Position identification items
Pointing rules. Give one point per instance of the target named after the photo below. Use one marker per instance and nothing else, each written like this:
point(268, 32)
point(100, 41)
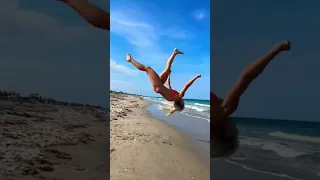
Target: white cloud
point(122, 69)
point(200, 14)
point(137, 28)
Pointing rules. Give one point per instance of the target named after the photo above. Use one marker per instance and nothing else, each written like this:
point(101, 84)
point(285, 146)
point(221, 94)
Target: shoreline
point(145, 148)
point(188, 127)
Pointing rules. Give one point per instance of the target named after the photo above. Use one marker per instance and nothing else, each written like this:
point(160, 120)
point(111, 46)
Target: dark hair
point(178, 105)
point(221, 143)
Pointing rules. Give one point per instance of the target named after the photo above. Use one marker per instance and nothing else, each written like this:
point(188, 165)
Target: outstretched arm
point(189, 83)
point(168, 82)
point(91, 13)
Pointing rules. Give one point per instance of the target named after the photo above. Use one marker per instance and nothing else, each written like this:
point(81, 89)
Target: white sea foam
point(259, 171)
point(277, 147)
point(295, 137)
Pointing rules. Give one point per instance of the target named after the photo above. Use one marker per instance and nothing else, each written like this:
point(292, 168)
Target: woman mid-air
point(158, 81)
point(224, 134)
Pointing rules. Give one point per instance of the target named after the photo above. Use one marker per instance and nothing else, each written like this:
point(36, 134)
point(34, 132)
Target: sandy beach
point(145, 148)
point(47, 139)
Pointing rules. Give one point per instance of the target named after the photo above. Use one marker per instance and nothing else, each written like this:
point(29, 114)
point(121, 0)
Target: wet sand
point(145, 148)
point(46, 139)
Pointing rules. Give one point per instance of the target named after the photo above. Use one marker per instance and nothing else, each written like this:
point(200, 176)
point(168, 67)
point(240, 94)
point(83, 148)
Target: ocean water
point(198, 109)
point(283, 148)
point(193, 122)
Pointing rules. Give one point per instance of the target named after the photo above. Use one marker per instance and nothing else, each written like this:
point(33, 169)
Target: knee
point(156, 89)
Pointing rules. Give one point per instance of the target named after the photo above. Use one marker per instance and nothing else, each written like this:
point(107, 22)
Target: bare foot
point(285, 45)
point(128, 57)
point(176, 51)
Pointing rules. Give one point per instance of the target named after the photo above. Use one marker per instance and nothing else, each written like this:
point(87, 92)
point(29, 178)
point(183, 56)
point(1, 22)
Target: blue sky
point(47, 48)
point(243, 31)
point(149, 31)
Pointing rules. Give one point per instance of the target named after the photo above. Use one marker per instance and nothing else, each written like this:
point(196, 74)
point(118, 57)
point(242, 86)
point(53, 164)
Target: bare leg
point(153, 76)
point(256, 68)
point(251, 72)
point(164, 75)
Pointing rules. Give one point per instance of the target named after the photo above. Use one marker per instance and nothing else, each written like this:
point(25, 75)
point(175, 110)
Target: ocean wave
point(295, 137)
point(194, 106)
point(277, 147)
point(262, 172)
point(196, 116)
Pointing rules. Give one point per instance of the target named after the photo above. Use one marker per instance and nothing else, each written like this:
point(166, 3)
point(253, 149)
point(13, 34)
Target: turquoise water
point(279, 147)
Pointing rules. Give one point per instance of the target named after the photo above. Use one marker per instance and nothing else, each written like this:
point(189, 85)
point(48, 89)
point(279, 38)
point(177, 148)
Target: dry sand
point(50, 141)
point(143, 148)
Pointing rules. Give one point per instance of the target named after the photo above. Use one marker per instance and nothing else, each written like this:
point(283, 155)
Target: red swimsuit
point(174, 93)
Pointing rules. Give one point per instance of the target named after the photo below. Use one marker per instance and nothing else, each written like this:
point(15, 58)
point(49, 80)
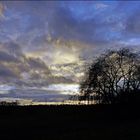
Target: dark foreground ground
point(70, 122)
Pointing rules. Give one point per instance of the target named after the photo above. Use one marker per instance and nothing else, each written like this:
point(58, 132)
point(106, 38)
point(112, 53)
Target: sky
point(64, 31)
point(43, 42)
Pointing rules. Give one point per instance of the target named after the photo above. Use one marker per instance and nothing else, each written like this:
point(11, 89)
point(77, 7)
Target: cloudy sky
point(64, 32)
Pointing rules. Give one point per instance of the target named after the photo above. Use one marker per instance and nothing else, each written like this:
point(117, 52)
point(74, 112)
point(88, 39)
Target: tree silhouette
point(114, 77)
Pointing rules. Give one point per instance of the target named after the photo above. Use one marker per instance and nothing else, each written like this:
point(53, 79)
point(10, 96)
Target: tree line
point(112, 78)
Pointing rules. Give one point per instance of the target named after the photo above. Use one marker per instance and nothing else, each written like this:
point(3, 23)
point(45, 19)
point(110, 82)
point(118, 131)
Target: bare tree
point(114, 77)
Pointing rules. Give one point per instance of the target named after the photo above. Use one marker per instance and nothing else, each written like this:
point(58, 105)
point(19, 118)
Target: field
point(70, 122)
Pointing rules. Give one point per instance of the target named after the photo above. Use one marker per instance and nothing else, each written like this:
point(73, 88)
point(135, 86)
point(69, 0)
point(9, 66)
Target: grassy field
point(70, 122)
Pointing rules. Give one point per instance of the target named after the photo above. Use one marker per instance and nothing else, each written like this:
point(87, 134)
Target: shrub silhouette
point(114, 77)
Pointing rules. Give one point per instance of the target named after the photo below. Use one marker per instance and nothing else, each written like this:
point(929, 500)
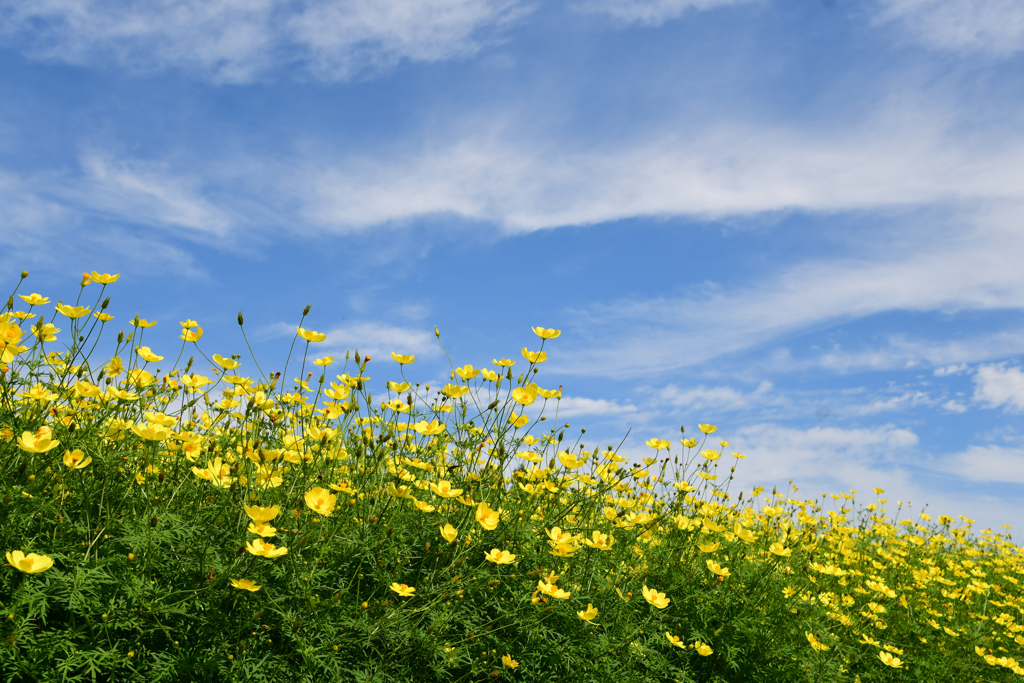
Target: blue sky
point(802, 221)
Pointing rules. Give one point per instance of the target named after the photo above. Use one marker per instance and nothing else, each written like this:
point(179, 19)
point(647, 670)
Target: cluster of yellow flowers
point(258, 434)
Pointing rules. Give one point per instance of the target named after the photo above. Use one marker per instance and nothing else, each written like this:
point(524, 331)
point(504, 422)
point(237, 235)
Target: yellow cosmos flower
point(535, 356)
point(103, 279)
point(500, 556)
point(443, 489)
point(402, 590)
point(487, 517)
point(73, 311)
point(34, 299)
point(258, 514)
point(717, 568)
point(588, 614)
point(246, 585)
point(147, 354)
point(546, 333)
point(31, 563)
point(321, 501)
point(261, 548)
point(655, 598)
point(815, 643)
point(76, 460)
point(41, 441)
point(192, 335)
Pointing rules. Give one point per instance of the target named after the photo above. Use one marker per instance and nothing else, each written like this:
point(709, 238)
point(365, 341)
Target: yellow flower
point(450, 532)
point(428, 429)
point(103, 279)
point(76, 460)
point(34, 299)
point(655, 598)
point(260, 548)
point(402, 590)
point(443, 488)
point(535, 356)
point(600, 541)
point(258, 514)
point(815, 643)
point(524, 396)
point(192, 335)
point(148, 355)
point(499, 556)
point(321, 501)
point(246, 585)
point(311, 335)
point(889, 660)
point(546, 333)
point(226, 364)
point(31, 563)
point(487, 517)
point(589, 613)
point(73, 311)
point(41, 441)
point(467, 372)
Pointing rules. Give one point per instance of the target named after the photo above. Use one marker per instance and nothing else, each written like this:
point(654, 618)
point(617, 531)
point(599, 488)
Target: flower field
point(181, 515)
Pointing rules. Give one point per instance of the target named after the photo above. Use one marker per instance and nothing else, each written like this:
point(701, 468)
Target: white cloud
point(239, 40)
point(719, 397)
point(651, 11)
point(987, 464)
point(996, 386)
point(978, 26)
point(570, 407)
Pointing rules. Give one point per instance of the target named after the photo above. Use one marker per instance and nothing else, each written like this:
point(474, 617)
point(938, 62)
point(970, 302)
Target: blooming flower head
point(402, 590)
point(655, 598)
point(258, 514)
point(31, 563)
point(321, 501)
point(40, 441)
point(499, 556)
point(246, 585)
point(76, 459)
point(487, 517)
point(588, 614)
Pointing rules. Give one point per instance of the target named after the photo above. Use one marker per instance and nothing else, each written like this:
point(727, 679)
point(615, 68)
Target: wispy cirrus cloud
point(238, 41)
point(993, 27)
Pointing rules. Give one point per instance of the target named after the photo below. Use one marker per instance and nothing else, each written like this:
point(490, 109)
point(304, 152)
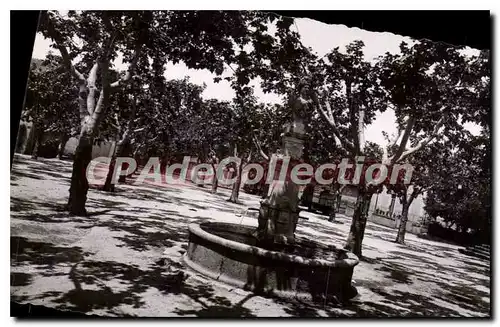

Task to complete
Edit the items, beginning at the first line and stopping after the line that contains "point(46, 139)", so that "Pointing rules" becomes "Marking rules" and everything else stays unchanged. Leave the pictures out of your answer.

Result of the task
Marking rules. Give one point per instance of the target named after the photo below. Use one marker per instance and nothing else, each written like this:
point(268, 32)
point(100, 41)
Target: white cloud
point(122, 69)
point(200, 14)
point(137, 28)
Marking rules. Give one point per instance of the target named after the photo above. Use one marker per instance and nothing else, each written like this:
point(101, 84)
point(285, 146)
point(221, 94)
Target: shoreline
point(145, 148)
point(188, 127)
Marking rules. Give one point per instance of the target named after the photo above. Use one marker per instance and nothing else, each written like this:
point(160, 120)
point(111, 46)
Target: dark hair
point(178, 105)
point(221, 143)
Marking rules. Give one point per instance of the target named after the photo above. Use one marker per instance and nothing else, each written like this:
point(188, 165)
Target: outstretched arm
point(189, 83)
point(168, 82)
point(91, 13)
Marking rules. Give one point per instance of the target named after the photo above. Use one marker per instance and nothing else, each written like this:
point(81, 89)
Target: white sea foam
point(259, 171)
point(277, 147)
point(295, 137)
Marking rules. Give one point per instance of the target named after the photo above. Use one marker per instance and nothing else, each written like this:
point(292, 168)
Target: woman mid-air
point(158, 81)
point(224, 134)
Marking rules. Give one point per instance of the target named after the photo above. Use one marker per instance and nothing else, each written like this:
point(36, 134)
point(34, 132)
Target: sandy beach
point(145, 148)
point(47, 139)
Marking rules. Give one point per instance of the target named after the photo above. Use one marker per instance and nothing else, each written like this:
point(29, 114)
point(121, 0)
Target: wet sand
point(145, 148)
point(46, 139)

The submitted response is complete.